* _Text provided_
# Preparations

In [None]:
%config InlineBackend.figure_format ='retina'
%load_ext autoreload
%autoreload 2
%matplotlib inline

In [None]:
import os
import sys
import math
import numpy as np
import pandas as pd
from keras.models import Sequential
from keras.layers import Dense, SimpleRNN, LSTM, GRU
from sklearn.preprocessing import MinMaxScaler
from sklearn.metrics import mean_squared_error
import matplotlib.pyplot as plt
import seaborn as sns

There is also a utility module `rnnutils.py` that you can use if you want to save time coding. Whenever it is used, it will be commented out to leave you the choice whether you want to use the functions or write up your own solution. In any case, make sure the file is located in the current directory to load it.

In [None]:
import rnnutils

# Lab session: predicting airline passengers

## Aims

In this lab the idea is to try out different RNN models on the Box & Jenkins monthly airline passengers dataset. You will download data and prepare it for later analyses. To help you along the way, some of the steps have been prepared in advance, but in most cases, your task is to complete missing code. Don't hesitate to change parameter settings and experiment with the model architectures.

# Session 1: Vanilla RNN

## Download data

Start by downloading the data and loading it into a pandas dataframe:

In [None]:
!wget https://raw.githubusercontent.com/jbrownlee/Datasets/master/airline-passengers.csv --no-check-certificate

In [None]:
df = pd.read_csv('airline-passengers.csv')
df = df.rename(columns={'Month': 'time','Passengers': 'passengers'})
df['time'] = pd.to_datetime(df['time'], format='%Y-%m')
df['year'] = pd.DatetimeIndex(df['time']).year
df['month'] = pd.DatetimeIndex(df['time']).month
df.head()

Plot the data for overview:

In [None]:
plt.plot(df.time, df.passengers)

## Create training and test data


Partition the data into training and test data sets.

In [None]:
train_fraction = 2/3
# Reshape data for MinMaxScaler
data = np.array(df['passengers'].values.astype('float32')).reshape(-1, 1)
split = int(len(data) * train_fraction)
# Rescale the data
scaler = MinMaxScaler(feature_range=(0, 1))
data = scaler.fit_transform(data).flatten()
train = data[range(split)]
test = data[split:]
# The above code is available in rnnutils.make_train_test and called as follows:
# train, test, scaler = rnnutils.make_train_test(data)

## Transform data to input - output pairs


Now that we have train and test data sets we need to convert the data to input - output (X/Y) pairs. The general idea is to take time slices (e.g. 12 data points) as input vectors and use the subsequent value as the known output.

* _Collected material_

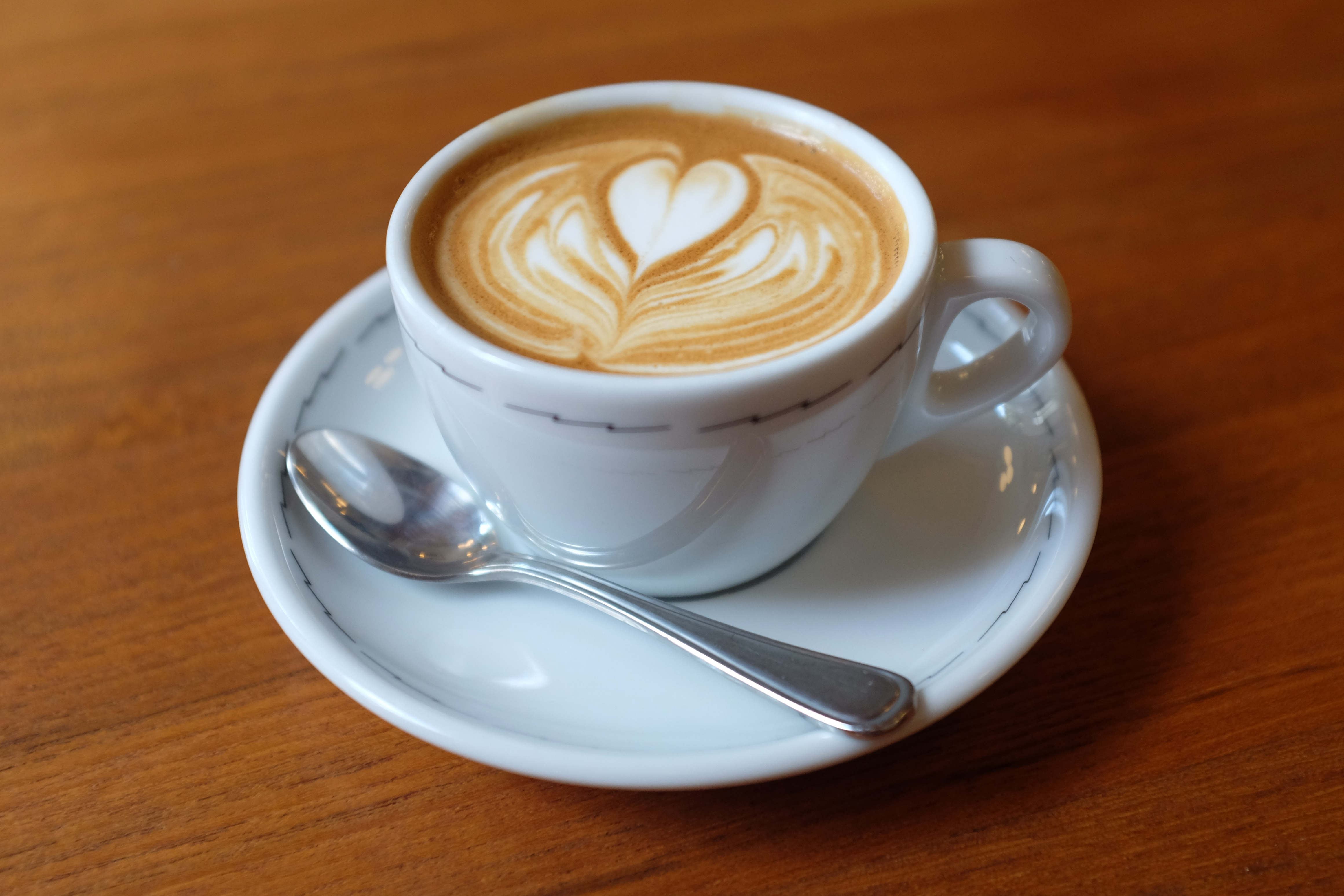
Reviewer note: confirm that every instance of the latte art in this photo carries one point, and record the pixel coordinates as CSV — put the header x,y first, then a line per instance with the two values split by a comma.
x,y
639,254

* _Task list_
[a] Name every layer class that the airline passengers lab text imports from keras.layers.
[b] According to the airline passengers lab text, why are calls to the rnnutils module commented out wherever they appear?

* _Answers in order_
[a] Dense, SimpleRNN, LSTM, GRU

[b] They are commented out so that you can choose whether to use the module's functions or write your own solution.